資料に関する設問 ->
(a) 睡眠障害の文章にある次の一文を英語に訳してください。「医学的分類では、眠りに問題が生じる睡眠障害には90種類以上もあるそうです(睡眠障害国際分類第3版:ICSD-3,2014による)。」
(b) 睡眠障害の文章をもとに、次の問いにそれぞれ答えてください。
(i) 井上雄一先生の肩書きは何ですか。
(ii) クリニックを受診する理由として挙げられている不眠の継続期間はどのくらいですか。
(iii) 過眠症はどのような症状だと説明されていますか。
(c) 睡眠障害の文章を、最後の一文の後から続けて書いてください。

文書の抜粋 ->

--

【メディカルケア】
「夜眠れず、日中眠くて仕事にならない、など仕事や学業などに支障が出るようなら、医療機関を受診してください。眠りに関するつらさは人それぞれですが、2~3週間ほど不眠が続いているといった理由でクリニックを受診する方もたくさんいらっしゃいます」(睡眠総合ケアクリニック代々木理事長の井上雄一先生)
医学的分類では、眠りに問題が生じる睡眠障害には90種類以上もあるそうです(睡眠障害国際分類第3版:ICSD-3,2014による)。主なものは次です。
・不眠症(夜の寝付きが悪く、途中で目が覚める、朝早く目覚めるなどの症状が続く)
・睡眠時無呼吸症候群(睡眠中に繰り返し呼吸が止まる、大きないびきをかく)
・過眠症(夜十分に睡眠をとっても日中眠く居眠りしてしまう)
・概日リズム睡眠障害(体内の睡眠と覚醒のリズムがずれて、朝起きられないなど日常生活に支障をきたす)
・睡眠中の異常行動(睡眠中に寝ぼけて歩く、会話する、寝ている間に食べてしまうなど)

--

提供データ ->
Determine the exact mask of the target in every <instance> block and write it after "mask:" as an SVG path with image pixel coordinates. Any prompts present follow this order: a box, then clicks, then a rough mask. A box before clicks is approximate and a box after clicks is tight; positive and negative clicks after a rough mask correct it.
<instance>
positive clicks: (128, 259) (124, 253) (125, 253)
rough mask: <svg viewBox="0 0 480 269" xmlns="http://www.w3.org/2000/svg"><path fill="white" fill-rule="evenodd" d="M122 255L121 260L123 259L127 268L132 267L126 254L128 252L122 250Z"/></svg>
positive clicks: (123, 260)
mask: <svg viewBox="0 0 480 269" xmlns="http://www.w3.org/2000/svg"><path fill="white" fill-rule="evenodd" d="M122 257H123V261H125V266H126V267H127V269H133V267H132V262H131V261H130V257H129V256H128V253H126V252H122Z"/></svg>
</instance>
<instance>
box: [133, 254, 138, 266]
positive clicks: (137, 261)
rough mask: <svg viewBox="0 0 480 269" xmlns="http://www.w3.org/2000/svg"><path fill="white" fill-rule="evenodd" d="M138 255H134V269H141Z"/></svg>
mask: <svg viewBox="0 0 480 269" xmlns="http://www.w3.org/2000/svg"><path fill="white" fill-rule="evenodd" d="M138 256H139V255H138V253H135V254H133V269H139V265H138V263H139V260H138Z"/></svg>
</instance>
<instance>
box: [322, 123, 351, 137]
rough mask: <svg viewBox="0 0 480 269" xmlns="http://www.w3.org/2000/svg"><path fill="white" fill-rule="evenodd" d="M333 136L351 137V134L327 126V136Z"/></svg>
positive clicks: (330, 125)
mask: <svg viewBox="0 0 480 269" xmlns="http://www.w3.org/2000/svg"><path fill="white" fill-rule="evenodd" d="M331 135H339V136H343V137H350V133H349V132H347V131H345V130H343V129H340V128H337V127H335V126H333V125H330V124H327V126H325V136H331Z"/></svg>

--

設問別の解答 ->
(a) According to medical classification, there are reportedly more than 90 types of sleep disorders, in which problems arise with sleep (based on the International Classification of Sleep Disorders, Third Edition: ICSD-3, 2014).

(b)
(i) 睡眠総合ケアクリニック代々木の理事長です。
(ii) 2~3週間ほどです。
(iii) 夜十分に睡眠をとっても、日中眠くて居眠りしてしまう症状です。

(c)
・睡眠中の異常運動(眠っている間に脚がぴくぴく動く、夜横になると脚に不快な感覚が生じる)
眠りに関する医療治療は、「まずは普段受診しているかかりつけの内科に相談してください。必要に応じて睡眠薬などの薬を処方してもらえます。それでも改善せず、明らかな不眠症の兆候が認められたり、うつ病や睡眠時無呼吸症候群、概日リズム睡眠障害などの病気を併発している場合は、睡眠外来や精神科など、専門的な治療が受けられる病院やクリニックを紹介してもらいましょう。睡眠外来などでは、薬だけでは治療がうまくいかないときに認知行動療法を併用することもあります」(井上先生)。
【薬物治療】
医療機関の治療では、問診や検査で症状を把握した上で、適切な薬剤が処方されます。不眠症の場合、睡眠を促すために使われるのは、
(1)脳の神経活動を抑えるリラクゼーション効果と催眠作用がある薬
(2)脳内で睡眠の調整に関わるホルモンに働きかけ、覚醒と睡眠のスイッチの入れ替えをアシストする薬
(3)体内時計を調整するとともに、入眠を促す作用がある薬
の3種類です。
「多くの場合、いずれの薬も効果は1週間以内で表れます。翌朝に眠気の持ち越しやふらつきなどが起こった場合は、薬の量を減らしたり飲むタイミングを1~2時間早めるなどして調整します。不眠症状が軽くなっても、焦って減薬や休薬をせずに長い目で見ながら治療を行います」(井上先生)。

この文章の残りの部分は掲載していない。